- WHAT TO PRODUCE: Could you repeat all of the entries below word for word, apart from the pictures?

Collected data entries
+---+

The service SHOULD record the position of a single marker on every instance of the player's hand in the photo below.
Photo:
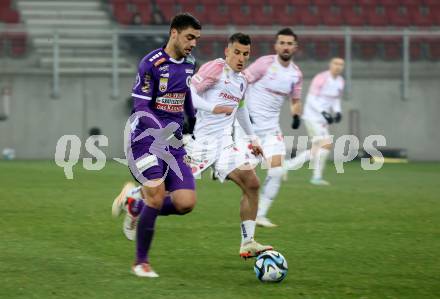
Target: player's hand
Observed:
(219, 109)
(296, 122)
(256, 149)
(328, 117)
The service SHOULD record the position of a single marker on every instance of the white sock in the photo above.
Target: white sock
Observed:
(135, 193)
(298, 161)
(319, 163)
(247, 231)
(270, 190)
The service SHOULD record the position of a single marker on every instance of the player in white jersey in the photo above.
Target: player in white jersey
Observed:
(217, 92)
(220, 83)
(273, 79)
(322, 108)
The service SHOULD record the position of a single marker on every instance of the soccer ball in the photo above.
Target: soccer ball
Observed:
(271, 266)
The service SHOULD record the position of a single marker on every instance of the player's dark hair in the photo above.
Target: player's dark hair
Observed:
(287, 31)
(183, 21)
(240, 38)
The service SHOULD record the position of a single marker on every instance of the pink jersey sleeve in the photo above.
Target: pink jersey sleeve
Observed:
(297, 87)
(258, 68)
(208, 75)
(317, 83)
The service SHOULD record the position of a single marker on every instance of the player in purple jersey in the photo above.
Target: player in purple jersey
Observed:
(156, 154)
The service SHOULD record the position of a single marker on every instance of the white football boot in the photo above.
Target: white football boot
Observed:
(264, 222)
(253, 249)
(144, 270)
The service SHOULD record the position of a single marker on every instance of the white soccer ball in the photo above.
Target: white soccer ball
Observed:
(271, 266)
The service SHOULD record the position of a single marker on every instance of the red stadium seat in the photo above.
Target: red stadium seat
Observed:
(18, 43)
(353, 15)
(434, 49)
(399, 16)
(308, 16)
(365, 47)
(322, 48)
(240, 14)
(422, 16)
(145, 13)
(219, 16)
(376, 16)
(262, 15)
(167, 7)
(392, 48)
(416, 48)
(331, 15)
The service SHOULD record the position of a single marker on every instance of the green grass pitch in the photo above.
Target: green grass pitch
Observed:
(372, 234)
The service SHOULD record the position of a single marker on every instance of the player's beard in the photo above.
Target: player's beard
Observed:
(285, 56)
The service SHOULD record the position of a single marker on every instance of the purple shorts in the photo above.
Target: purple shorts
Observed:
(168, 166)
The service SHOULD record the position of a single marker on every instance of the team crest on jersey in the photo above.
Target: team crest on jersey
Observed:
(188, 81)
(146, 87)
(163, 84)
(164, 68)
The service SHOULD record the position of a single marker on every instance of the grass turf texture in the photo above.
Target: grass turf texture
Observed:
(369, 235)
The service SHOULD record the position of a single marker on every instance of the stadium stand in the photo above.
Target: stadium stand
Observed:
(12, 44)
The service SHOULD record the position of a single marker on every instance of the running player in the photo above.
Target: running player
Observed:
(322, 108)
(217, 91)
(273, 79)
(156, 153)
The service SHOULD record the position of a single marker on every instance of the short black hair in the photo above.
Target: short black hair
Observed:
(241, 38)
(184, 20)
(287, 31)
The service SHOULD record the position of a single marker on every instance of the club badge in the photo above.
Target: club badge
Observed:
(163, 84)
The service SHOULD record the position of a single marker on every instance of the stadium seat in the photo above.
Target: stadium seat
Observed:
(365, 47)
(219, 16)
(376, 15)
(331, 15)
(399, 16)
(353, 15)
(416, 48)
(392, 48)
(145, 13)
(309, 16)
(18, 43)
(262, 15)
(322, 48)
(240, 14)
(167, 7)
(434, 49)
(422, 16)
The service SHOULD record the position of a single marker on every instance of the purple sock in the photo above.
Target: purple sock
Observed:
(168, 207)
(144, 233)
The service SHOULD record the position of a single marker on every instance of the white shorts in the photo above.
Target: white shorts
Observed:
(224, 157)
(317, 130)
(272, 144)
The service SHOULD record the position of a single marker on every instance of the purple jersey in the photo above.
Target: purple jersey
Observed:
(162, 90)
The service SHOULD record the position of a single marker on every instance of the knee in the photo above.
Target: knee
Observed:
(185, 205)
(252, 183)
(154, 198)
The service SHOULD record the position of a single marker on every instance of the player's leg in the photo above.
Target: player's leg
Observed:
(321, 147)
(321, 151)
(270, 189)
(154, 197)
(248, 181)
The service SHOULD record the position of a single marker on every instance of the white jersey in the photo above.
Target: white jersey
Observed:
(270, 84)
(217, 84)
(325, 94)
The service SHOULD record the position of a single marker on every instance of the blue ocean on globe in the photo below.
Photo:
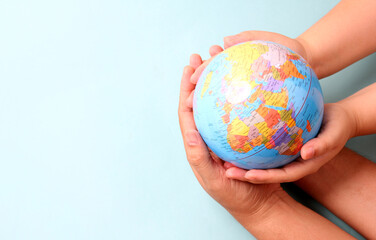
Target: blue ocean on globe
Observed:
(256, 104)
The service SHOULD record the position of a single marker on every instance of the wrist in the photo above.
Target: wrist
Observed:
(256, 220)
(308, 54)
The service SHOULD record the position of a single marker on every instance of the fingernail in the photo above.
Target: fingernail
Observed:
(310, 152)
(192, 138)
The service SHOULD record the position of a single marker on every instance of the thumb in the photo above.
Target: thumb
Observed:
(199, 157)
(326, 141)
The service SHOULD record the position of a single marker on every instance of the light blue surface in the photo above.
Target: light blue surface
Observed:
(90, 146)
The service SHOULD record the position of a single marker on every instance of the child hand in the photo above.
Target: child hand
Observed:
(241, 199)
(296, 45)
(337, 127)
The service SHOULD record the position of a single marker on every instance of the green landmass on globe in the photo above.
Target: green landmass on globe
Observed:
(256, 104)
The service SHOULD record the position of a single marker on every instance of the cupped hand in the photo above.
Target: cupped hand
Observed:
(297, 45)
(238, 197)
(337, 128)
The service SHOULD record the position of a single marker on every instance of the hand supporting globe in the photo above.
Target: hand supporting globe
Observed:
(256, 104)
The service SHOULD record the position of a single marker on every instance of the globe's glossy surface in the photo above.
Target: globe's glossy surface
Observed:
(256, 104)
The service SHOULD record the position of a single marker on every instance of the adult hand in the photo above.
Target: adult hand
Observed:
(337, 128)
(241, 199)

+---+

- RESPONSE BOX:
The service SHOULD record the position of a single marker on every instance of the player's hand in the photo below.
Photo:
Target: player's hand
Observed:
(219, 109)
(296, 122)
(256, 149)
(328, 117)
The service SHOULD record the position of a single marker on every instance of the white sock in the photo above.
Target: white sock
Observed:
(135, 193)
(298, 161)
(319, 163)
(247, 231)
(270, 190)
The service SHOULD record the position of a single marker on every instance of the player in white jersey in the photo above.
Target: player in white jersey
Observed:
(217, 92)
(220, 83)
(273, 79)
(322, 108)
The service SHOULD record the position of a single marker on every instance of the soccer ball in the photo above.
Target: soccer ball
Observed:
(271, 266)
The service SHOULD record the position of a single marker on every instance of the player's dark hair in the photo above.
Target: player's dark hair
Observed:
(287, 31)
(183, 21)
(240, 38)
The service SHOULD record the position of a single marker on every instance of the pink jersey sleeve in the photo above.
Target: pink jersey sleeve
Observed:
(297, 87)
(258, 68)
(208, 75)
(317, 83)
The service SHOULD record the position of a single marker on every instance of the player in purple jersey in the photo above.
Target: player in purple jersey
Observed:
(156, 154)
The service SHOULD record the position of a single marker on every instance of the white football boot in the photo above.
Target: white football boot
Observed:
(264, 222)
(253, 249)
(144, 270)
The service SHOULD record the position of a single marker on every instance of the white soccer ball in the photo above.
Target: white soccer ball
Observed:
(271, 266)
The service SHOULD record the position of a single marker on every instance of the red stadium seat in the photo above.
Target: red stadium seat
Observed:
(18, 43)
(353, 15)
(434, 49)
(399, 16)
(308, 16)
(365, 47)
(322, 48)
(240, 14)
(422, 16)
(145, 13)
(219, 16)
(376, 16)
(262, 15)
(167, 7)
(392, 48)
(416, 48)
(331, 15)
The service SHOULD record the position of a single marker on every instance of the green grass pitch in the photo above.
Target: green grass pitch
Observed:
(372, 234)
The service SHOULD record the position of a single marker on every instance of the player's beard in the photo above.
Target: player's beard
Observed:
(285, 56)
The service SHOULD record the position of a single marker on every instance of the purple shorts in the photo above.
Target: purple shorts
Observed:
(168, 166)
The service SHOULD record the position of a single marker on every instance of the team crest on jersey in the photo above.
Target: team crest on jersey
Observed:
(188, 81)
(146, 87)
(163, 84)
(164, 68)
The service SHOULD record the position of a single marker on every instance of the grass turf texture in the photo above.
Target: grass turf texture
Observed:
(369, 235)
The service SHOULD record the position of a single marker on every instance of the stadium stand in the photo above.
Target: stadium stand
Observed:
(12, 44)
The service SHOULD record the position of a single marker on every instance of the running player in the photo above.
Target: running player
Observed:
(322, 108)
(217, 91)
(273, 79)
(156, 153)
The service SHOULD record the position of a single marker on every instance of the short black hair in the photo above.
Target: short black hair
Observed:
(241, 38)
(184, 20)
(287, 31)
The service SHOULD record the position of a single marker on every instance of the club badge in the photo above.
Target: club badge
Observed:
(163, 84)
The service SHOULD record the position of a single marker on every instance of the stadium seat in the photo above.
Target: stadium seat
Observed:
(365, 47)
(219, 16)
(376, 15)
(331, 15)
(399, 16)
(353, 15)
(416, 48)
(392, 48)
(145, 13)
(309, 16)
(18, 43)
(262, 15)
(322, 48)
(240, 14)
(167, 7)
(434, 49)
(422, 16)
The service SHOULD record the position of a single marker on every instance of the purple sock in the photo above.
Target: purple sock
Observed:
(168, 207)
(144, 233)
The service SHOULD record the position of a single marker on every instance of the white shorts in the photo above.
Target: white shorts
Observed:
(224, 157)
(317, 130)
(272, 144)
The service SHOULD record the position of a single marker on every instance of the purple jersey in the photo above.
Target: purple jersey
Observed:
(162, 90)
The service SHOULD record the position of a single marker on every instance of the knee in the photo above.
Target: knee
Observed:
(185, 205)
(252, 183)
(154, 198)
The service SHOULD record the position of a single marker on every instance of the player's leg in the photo above.
Target: player's leg
Observed:
(321, 147)
(321, 151)
(270, 189)
(154, 197)
(248, 181)
The service SHOULD record the position of a single marker on every instance of the white jersey in the photo above.
Target: white jersey
Observed:
(270, 84)
(217, 84)
(325, 94)
The service SHOULD record the position of a single marker on every instance of the blue ocean on globe in the photo below.
Photo:
Target: blue ocean on globe
Observed:
(256, 104)
The service SHOULD record the position of a single marker on every instance of the wrist in the photo above.
Target: wrist
Observed:
(256, 220)
(308, 54)
The service SHOULD record the position of a single marker on every instance of the fingernail in the photo above.
Target: fingernail
Observed:
(310, 152)
(192, 138)
The service SHOULD record the position of a single marker on every instance of the thumb in the photo above.
Target: thumb
Observed:
(199, 157)
(326, 141)
The service SHOULD record the position of a single marker on every instance of the light blue surface in the photo above.
Target: light blue surface
Observed:
(90, 146)
The service SHOULD record the position of a single marker on every instance of the child hand in the photo above.
Target: child hand
Observed:
(241, 199)
(296, 45)
(337, 127)
The service SHOULD record the position of a single marker on every instance of the green landmass on globe in the photo above.
Target: green landmass on globe
Observed:
(256, 104)
The service SHOULD record the position of a single marker on every instance of the cupped hand in the photo above.
Target: cupped hand
Observed:
(297, 45)
(238, 197)
(337, 128)
The service SHOULD record the position of a single marker on every instance of the hand supporting globe in the photo above.
Target: hand supporting globe
Observed:
(256, 104)
The service SHOULD record the position of a single marker on every instance of the globe's glossy surface in the photo above.
Target: globe's glossy surface
Observed:
(256, 104)
The service SHOULD record the position of a single marker on every instance of the adult hand in the photo above.
Target: adult hand
Observed:
(337, 128)
(241, 199)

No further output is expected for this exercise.